◆ **PASSAGE TO READ**:

***

The issues around Greg Niewendorp’s resistance aren’t easy to communicate to folks at large. You find this out when you are quizzed by someone who’s not had regular involvement. I spoke a couple days ago with a local reporter covering Greg Niewendorp’s case, and she had a number of excellent questions–I sensed she really was trying to understand the situation.

 

Her basic question: Why shouldn’t he be required to test his animals?

 

I tried to explain about his rights, and how he sells directly to customers who don’t care about the test—in fact, would prefer he didn’t do the test because they don’t want some chemical residue in their meat. Besides, there are all kinds of examples of federal and state government agencies exempting small businesses from environmental, labor, and other regulations that are too costly or cumbersome to administer.

 

“But isn’t this different?” she asked. “If his animals are carriers and brush up against deer, they can spread the disease to other farms. Isn’t this a public health issue?”

***

◆ **INFORMATION**:
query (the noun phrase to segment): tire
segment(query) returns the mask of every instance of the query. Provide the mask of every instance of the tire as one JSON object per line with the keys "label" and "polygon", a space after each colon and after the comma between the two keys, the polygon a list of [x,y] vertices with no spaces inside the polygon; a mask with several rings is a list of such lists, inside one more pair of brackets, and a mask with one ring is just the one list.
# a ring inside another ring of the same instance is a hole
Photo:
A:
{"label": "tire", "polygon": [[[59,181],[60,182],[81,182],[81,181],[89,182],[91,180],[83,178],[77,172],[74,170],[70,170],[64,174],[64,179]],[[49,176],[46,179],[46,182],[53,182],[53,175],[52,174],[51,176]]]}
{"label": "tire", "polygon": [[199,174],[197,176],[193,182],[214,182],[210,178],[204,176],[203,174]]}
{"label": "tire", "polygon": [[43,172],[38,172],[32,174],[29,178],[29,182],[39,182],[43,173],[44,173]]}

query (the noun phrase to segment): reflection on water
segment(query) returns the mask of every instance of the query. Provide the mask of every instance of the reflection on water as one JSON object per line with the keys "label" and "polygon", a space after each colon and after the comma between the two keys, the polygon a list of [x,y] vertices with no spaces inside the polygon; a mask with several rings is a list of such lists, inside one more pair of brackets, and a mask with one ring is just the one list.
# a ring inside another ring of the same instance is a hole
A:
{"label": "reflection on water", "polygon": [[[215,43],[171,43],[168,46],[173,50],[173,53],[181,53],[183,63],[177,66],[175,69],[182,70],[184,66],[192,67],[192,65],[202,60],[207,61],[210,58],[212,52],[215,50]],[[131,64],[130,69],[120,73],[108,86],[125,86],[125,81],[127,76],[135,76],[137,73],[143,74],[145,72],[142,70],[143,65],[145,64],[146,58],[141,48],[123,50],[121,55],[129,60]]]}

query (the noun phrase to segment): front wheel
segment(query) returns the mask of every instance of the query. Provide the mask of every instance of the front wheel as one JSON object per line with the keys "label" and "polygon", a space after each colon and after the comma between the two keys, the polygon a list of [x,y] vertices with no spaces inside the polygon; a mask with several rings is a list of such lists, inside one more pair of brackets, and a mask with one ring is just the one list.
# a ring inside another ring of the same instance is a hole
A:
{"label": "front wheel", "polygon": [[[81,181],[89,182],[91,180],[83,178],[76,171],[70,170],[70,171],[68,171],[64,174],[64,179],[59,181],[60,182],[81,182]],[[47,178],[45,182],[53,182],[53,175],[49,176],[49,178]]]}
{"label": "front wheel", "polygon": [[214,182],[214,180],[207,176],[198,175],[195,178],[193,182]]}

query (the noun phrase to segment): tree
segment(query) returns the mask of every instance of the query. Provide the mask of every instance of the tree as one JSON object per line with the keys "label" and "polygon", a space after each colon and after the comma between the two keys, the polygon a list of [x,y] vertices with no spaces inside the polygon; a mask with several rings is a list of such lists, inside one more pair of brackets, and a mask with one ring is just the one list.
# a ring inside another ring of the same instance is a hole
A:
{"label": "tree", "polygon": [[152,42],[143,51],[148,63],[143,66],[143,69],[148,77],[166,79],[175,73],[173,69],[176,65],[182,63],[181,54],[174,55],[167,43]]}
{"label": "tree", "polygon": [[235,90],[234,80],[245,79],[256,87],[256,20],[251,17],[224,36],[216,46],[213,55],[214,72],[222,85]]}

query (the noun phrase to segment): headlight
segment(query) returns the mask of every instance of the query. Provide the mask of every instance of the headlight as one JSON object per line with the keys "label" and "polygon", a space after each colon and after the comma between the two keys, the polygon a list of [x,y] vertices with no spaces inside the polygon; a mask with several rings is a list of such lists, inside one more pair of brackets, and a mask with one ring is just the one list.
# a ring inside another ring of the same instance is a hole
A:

***

◆ **TASK 1**: In the passage about Greg Niewendorp's case, begin at the words "The issues around" and stop after "understand the situation.". Write that part out again, swapping "reporter" for "journalist".
◆ **TASK 2**:
Answer these questions using the passage about Greg Niewendorp's case:
(a) Who did the writer speak with a couple days ago?
(b) Why would his customers prefer that he not do the test?
(c) According to the question asked, what could happen if his animals are carriers and brush up against deer?

◆ **TASK ANSWER 1**:
The issues around Greg Niewendorp’s resistance aren’t easy to communicate to folks at large. You find this out when you are quizzed by someone who’s not had regular involvement. I spoke a couple days ago with a local journalist covering Greg Niewendorp’s case, and she had a number of excellent questions–I sensed she really was trying to understand the situation.

◆ **TASK ANSWER 2**:
(a) A local reporter covering Greg Niewendorp's case.
(b) They don't want some chemical residue in their meat.
(c) They can spread the disease to other farms.